**** Available data

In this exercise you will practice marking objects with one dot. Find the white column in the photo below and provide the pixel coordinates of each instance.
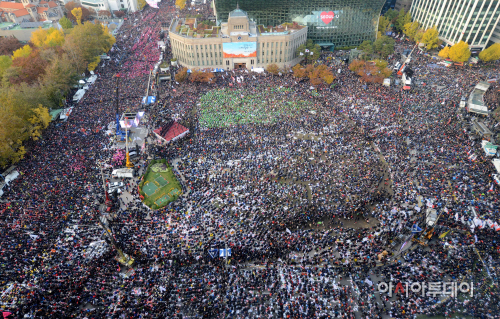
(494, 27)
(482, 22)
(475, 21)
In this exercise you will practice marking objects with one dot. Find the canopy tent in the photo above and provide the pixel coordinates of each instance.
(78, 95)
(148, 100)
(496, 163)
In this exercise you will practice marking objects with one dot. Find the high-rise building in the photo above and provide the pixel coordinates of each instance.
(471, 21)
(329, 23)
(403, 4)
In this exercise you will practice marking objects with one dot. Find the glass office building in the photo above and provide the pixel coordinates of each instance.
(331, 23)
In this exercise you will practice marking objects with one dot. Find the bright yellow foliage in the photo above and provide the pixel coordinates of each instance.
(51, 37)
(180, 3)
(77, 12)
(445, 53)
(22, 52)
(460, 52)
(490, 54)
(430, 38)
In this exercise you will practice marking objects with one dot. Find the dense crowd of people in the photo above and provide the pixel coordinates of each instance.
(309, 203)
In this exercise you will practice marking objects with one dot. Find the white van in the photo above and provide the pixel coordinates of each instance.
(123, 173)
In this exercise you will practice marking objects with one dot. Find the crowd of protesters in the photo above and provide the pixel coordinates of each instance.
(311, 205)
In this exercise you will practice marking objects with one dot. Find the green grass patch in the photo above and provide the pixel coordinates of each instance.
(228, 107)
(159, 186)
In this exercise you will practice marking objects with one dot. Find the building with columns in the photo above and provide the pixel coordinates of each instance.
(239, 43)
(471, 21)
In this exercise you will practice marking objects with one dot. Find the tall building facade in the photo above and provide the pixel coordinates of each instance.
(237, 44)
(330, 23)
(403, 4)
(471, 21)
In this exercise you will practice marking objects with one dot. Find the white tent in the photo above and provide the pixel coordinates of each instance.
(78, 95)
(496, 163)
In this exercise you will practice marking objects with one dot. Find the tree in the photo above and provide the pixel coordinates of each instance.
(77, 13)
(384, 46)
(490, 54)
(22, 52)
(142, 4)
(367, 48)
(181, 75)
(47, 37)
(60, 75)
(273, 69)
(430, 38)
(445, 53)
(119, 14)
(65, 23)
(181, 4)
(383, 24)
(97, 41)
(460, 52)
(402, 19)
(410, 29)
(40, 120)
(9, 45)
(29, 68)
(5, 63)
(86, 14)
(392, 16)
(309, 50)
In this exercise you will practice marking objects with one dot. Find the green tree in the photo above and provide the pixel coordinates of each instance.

********
**** Available data

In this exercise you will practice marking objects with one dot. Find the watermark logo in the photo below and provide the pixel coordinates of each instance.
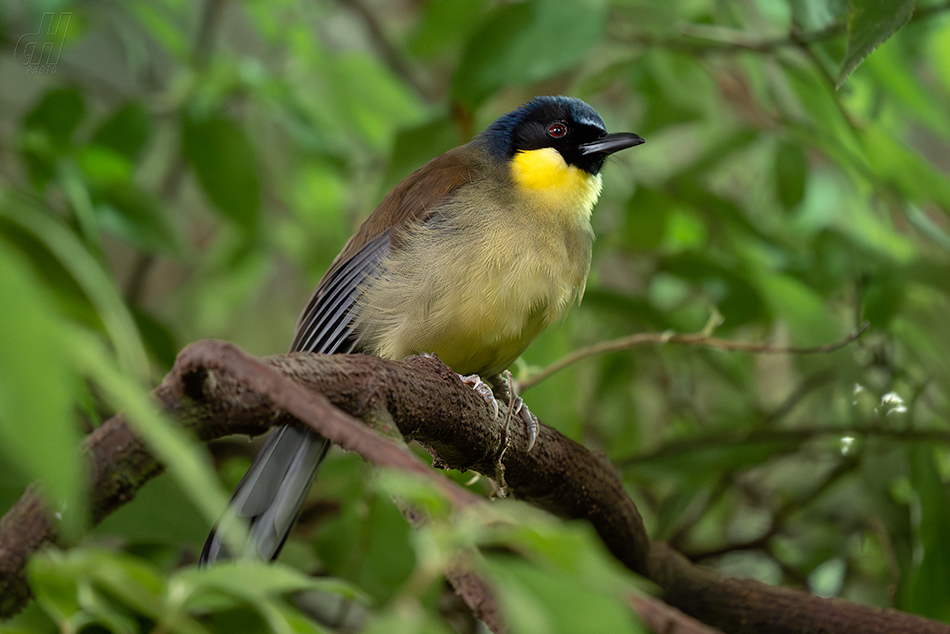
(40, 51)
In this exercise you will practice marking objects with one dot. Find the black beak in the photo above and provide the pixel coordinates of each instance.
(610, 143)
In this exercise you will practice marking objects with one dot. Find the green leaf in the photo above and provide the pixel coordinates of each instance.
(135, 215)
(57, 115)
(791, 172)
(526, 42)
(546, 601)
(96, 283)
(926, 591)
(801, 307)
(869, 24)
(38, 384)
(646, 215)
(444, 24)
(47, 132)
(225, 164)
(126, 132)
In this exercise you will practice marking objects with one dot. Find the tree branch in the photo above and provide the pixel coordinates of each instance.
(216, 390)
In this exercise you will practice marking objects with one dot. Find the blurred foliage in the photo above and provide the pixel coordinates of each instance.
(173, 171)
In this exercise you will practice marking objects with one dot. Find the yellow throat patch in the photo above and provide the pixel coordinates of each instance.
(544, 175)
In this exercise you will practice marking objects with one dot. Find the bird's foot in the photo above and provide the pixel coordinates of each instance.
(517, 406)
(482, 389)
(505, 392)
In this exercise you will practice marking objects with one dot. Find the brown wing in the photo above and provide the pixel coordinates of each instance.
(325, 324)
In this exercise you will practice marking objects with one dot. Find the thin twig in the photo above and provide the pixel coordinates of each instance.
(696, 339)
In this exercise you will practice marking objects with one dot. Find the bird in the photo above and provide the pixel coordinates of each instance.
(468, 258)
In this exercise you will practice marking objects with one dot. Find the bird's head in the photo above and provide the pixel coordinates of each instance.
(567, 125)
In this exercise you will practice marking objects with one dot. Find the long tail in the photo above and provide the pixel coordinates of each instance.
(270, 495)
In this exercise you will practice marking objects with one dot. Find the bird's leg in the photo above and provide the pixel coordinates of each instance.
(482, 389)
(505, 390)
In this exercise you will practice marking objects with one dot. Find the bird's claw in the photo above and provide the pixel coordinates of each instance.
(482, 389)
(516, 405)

********
**** Available data

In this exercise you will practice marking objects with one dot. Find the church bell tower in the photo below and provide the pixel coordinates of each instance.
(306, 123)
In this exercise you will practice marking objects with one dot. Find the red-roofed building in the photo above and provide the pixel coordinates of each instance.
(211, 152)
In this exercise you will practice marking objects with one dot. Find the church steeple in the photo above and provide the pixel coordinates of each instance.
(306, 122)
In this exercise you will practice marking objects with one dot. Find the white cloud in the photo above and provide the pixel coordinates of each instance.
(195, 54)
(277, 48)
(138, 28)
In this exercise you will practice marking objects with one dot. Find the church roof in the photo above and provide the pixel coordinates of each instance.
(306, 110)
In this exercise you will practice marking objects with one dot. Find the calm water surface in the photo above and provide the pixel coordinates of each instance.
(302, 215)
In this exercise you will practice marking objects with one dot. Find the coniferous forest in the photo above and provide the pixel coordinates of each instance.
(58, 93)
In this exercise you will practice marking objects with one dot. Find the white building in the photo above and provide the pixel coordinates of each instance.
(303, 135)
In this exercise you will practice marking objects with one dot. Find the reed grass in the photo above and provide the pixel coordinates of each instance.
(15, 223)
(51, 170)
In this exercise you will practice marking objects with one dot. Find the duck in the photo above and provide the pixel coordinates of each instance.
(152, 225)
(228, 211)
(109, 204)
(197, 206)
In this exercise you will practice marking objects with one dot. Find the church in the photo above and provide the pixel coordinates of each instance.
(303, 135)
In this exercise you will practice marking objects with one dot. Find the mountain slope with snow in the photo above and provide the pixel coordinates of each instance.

********

* [Exercise requirements]: Gather every line of the records above that contains the word "yellow", and copy each of those lines in full.

* [Complete output]:
In this exercise you will practice marking objects with one dot. Find the bright yellow foliage in the photo above and provide the pixel coordinates of each instance.
In this exercise you will practice marking objects with one dot. Find the yellow throat patch in the photo above and provide the pixel coordinates of each instance.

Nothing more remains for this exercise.